+++ Passage shown

As it happened, I do not think the poison gas ever emerged, but some veterans had had this protection and there was a question about that. I sent the Minister a copy of the Library report on this; there was an inquiry into it by one of my judicial colleagues. The eventual opinion expressed by Her Majesty’s Government was that the illness was not sufficiently definite to be called Gulf War syndrome—it was probable that it was due to a variety of things and, therefore, it was not to be classified in that way.
I cannot see how anybody other than the Secretary of State could be responsible for carrying out an investigation of that kind. It is therefore vital that he should have regard to the principles; of course, the areas that he has to have regard to are in the Bill now and not subject to the extensions of Amendment 3 and the other extensions that the noble Lord, Lord Coaker, referred to. It is a simple case of three zones, as it were, in which the Secretary of State has to have regard to the principles. If anybody has to have regard to the principles of the Armed Forces covenant, I should have thought that the Secretary of State responsible to Parliament for the Armed Forces would be the leading person in that capacity.

++++++
+++ Data extracts

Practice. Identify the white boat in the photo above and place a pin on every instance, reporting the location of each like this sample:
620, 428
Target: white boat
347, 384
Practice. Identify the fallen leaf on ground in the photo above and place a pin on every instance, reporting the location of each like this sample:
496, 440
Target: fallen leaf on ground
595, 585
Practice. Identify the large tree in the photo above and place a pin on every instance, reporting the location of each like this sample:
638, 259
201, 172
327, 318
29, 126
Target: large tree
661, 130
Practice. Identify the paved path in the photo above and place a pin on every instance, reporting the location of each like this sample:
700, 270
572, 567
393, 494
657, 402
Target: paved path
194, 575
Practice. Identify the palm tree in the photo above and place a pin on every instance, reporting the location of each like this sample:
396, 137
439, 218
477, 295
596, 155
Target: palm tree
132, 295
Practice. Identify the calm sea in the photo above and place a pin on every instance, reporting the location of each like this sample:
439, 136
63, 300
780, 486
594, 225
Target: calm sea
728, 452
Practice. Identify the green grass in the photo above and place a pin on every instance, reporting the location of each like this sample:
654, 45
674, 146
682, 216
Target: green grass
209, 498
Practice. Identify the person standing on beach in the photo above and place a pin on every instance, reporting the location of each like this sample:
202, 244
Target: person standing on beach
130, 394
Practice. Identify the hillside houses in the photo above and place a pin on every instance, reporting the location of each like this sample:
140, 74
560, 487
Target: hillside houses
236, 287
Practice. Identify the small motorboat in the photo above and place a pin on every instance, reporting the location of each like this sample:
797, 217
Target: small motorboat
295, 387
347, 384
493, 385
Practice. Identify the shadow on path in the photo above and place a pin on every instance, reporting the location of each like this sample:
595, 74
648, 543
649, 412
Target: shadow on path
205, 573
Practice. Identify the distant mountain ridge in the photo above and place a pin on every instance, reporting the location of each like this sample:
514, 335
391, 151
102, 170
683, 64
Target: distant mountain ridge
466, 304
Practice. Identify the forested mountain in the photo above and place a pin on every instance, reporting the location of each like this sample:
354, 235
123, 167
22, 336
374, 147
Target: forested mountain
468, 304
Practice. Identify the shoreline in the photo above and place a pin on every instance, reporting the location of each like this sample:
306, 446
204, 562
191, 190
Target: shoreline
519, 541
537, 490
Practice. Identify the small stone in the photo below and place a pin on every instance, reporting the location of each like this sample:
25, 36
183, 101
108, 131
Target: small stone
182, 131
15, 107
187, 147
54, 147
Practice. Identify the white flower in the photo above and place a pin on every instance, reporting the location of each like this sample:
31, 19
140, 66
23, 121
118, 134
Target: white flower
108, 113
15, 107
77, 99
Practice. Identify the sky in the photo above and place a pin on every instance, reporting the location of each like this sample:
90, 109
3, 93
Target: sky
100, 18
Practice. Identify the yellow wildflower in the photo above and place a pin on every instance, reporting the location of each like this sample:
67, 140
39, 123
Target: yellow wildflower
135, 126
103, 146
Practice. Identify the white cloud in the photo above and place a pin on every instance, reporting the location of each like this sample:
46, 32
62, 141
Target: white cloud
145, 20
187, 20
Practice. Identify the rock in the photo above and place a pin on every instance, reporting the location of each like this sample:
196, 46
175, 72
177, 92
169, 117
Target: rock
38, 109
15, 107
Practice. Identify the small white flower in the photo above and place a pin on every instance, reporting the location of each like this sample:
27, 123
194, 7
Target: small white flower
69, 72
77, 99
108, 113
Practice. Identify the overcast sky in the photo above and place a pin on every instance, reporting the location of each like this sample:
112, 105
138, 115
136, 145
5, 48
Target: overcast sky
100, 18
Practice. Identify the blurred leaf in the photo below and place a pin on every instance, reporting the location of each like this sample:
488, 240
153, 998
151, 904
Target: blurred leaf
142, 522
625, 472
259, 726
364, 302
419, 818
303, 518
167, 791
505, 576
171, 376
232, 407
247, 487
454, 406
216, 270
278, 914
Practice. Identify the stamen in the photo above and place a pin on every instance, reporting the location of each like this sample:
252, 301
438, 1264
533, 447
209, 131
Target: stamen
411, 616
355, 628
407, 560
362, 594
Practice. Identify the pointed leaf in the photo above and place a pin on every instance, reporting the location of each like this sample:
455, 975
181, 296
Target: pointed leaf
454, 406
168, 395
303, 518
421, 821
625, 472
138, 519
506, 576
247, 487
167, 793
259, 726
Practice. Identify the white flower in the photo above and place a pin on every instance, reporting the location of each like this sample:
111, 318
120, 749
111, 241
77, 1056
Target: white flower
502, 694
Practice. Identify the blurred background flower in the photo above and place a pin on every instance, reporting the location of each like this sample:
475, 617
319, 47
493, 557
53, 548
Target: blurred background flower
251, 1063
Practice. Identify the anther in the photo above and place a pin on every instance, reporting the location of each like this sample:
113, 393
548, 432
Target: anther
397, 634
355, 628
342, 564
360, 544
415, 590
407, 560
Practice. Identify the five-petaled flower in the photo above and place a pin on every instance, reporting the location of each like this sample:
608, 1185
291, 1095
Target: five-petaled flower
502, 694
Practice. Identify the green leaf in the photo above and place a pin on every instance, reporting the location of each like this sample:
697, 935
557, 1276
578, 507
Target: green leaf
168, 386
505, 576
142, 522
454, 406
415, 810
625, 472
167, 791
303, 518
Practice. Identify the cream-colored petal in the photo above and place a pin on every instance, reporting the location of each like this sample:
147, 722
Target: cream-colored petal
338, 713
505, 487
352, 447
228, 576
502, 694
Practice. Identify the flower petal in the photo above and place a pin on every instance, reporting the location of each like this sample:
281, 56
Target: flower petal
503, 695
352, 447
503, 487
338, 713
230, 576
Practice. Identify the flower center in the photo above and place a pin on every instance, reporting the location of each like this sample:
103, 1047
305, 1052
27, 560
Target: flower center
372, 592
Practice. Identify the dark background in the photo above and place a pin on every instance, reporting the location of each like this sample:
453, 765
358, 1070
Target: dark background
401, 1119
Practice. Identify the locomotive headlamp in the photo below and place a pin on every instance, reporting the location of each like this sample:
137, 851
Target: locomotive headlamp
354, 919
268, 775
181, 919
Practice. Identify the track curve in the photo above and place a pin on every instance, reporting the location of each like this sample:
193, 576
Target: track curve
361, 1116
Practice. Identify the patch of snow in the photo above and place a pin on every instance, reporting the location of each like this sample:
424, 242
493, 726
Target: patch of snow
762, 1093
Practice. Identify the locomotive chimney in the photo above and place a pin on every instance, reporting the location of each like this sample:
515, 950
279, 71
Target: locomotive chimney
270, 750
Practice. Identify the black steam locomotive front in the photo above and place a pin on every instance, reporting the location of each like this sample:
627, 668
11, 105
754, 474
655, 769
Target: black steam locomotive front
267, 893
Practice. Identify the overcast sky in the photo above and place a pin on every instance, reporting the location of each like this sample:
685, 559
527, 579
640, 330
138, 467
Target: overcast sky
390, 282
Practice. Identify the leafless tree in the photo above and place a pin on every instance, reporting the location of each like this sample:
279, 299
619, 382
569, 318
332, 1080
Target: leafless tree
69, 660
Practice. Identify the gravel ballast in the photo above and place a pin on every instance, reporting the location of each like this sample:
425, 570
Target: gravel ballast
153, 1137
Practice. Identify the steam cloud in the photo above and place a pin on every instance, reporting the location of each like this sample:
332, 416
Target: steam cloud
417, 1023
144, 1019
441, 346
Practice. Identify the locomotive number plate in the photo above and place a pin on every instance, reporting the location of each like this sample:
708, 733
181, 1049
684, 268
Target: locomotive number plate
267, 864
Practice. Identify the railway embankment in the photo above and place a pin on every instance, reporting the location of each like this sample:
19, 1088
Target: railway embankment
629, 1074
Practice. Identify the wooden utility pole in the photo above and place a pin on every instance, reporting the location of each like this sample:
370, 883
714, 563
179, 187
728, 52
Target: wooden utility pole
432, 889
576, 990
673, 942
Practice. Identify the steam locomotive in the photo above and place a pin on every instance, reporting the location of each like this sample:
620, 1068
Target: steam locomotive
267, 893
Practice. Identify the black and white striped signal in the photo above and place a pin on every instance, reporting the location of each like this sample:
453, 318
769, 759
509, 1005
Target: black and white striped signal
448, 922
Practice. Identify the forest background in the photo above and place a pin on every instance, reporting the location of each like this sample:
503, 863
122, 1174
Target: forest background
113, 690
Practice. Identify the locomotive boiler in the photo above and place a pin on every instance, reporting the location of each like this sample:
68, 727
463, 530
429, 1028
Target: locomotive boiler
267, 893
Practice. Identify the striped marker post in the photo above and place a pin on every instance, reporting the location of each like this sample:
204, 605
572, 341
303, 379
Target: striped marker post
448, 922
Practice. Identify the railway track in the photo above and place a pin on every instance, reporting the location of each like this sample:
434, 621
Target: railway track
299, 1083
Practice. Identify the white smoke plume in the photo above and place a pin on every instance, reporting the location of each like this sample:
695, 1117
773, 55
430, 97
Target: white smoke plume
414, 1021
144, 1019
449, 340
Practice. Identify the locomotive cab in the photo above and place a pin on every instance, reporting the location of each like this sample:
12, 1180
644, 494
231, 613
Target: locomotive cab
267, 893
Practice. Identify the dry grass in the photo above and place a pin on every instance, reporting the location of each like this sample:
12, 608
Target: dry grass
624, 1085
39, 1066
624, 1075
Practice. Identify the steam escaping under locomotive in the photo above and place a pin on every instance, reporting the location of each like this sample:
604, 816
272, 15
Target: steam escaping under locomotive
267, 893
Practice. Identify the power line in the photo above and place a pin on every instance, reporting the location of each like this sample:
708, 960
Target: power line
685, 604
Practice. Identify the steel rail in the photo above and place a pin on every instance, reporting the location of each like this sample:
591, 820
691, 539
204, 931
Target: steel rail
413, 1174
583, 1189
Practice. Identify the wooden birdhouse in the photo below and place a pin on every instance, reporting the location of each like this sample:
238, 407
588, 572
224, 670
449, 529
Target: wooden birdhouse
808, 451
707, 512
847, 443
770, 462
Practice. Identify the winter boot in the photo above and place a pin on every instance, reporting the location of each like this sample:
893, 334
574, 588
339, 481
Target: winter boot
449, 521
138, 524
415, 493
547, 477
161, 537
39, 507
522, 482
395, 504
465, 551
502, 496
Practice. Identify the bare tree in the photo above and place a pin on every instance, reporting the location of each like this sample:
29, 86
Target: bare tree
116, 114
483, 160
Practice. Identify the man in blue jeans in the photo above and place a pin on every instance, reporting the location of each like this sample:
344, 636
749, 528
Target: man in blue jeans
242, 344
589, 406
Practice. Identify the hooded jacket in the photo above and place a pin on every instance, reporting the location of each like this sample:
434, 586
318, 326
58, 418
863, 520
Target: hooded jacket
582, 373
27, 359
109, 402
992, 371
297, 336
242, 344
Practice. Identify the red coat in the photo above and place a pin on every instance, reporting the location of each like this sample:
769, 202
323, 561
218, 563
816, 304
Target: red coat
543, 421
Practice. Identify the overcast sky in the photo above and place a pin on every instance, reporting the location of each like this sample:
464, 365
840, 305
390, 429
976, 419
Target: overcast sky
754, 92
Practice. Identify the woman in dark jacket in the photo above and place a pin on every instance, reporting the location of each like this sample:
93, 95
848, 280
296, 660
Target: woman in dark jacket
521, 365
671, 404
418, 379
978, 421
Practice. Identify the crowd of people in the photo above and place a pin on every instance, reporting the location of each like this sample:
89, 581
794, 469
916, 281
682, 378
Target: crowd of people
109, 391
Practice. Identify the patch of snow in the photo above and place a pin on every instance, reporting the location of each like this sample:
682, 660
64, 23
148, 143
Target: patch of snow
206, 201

++++++

**Problems and tasks:**
**a)** Rewrite the debate passage's paragraph that begins "I cannot see how anybody" as a brief bulleted list, keeping its main facts.
**b)** Carry on the debate passage on the Armed Forces covenant, starting after its final sentence.
The material is separate from the debate passage on the Armed Forces covenant.

**Solved tasks:**
**a)**
- Only the Secretary of State could be responsible for carrying out an investigation of that kind.
- It is therefore vital that he have regard to the principles.
- The areas where he must do so are already in the Bill. They are not subject to Amendment 3 or the other extensions that Lord Coaker referred to.
- These areas amount to three zones in which the Secretary of State must have regard to the principles.
- The Secretary of State is responsible to Parliament for the Armed Forces, so he should be the leading person to have regard to the principles of the Armed Forces covenant.

**b)**
It is for this reason that I tabled Amendment 4—having benefited from the copyright very kindly given. I look forward to what my noble friend the Minister has to say. I am sure she will have a good answer which will not be good enough. Unless this is accepted by the Government, or some provisional point of view for the future is accepted, I therefore intend to test the opinion of the House on this matter.
My Lords, I shall be brief. I apologise to your Lordships’ House for failing to remind the House of my particular interest as a serving member of the Armed Forces and therefore subject to the provisions of the Bill. I hope that Amendment 15 is uncontroversial. It relates to the Veterans Advisory and Pensions Committees, among which there are 13 regional committees—nine in England, two in Scotland, one in Northern Ireland and one in Wales. They were created under Section 25 of the Social Security Act 1989 and are mandated to simply do two things: act on behalf of the Ministry of Defence—to be very much its eyes and ears on the ground and be an independent body that can offer candid advice to Ministers—and, equally, to support veterans. But, because of the Social Security Act 1989, they are mandated to act only in the areas of war pensions and the Armed Forces Compensation Scheme. While I will not give a number for this, it applies to only a relatively small number of veterans. At their wish, this amendment simply tries to update their role to that which they are currently carrying out.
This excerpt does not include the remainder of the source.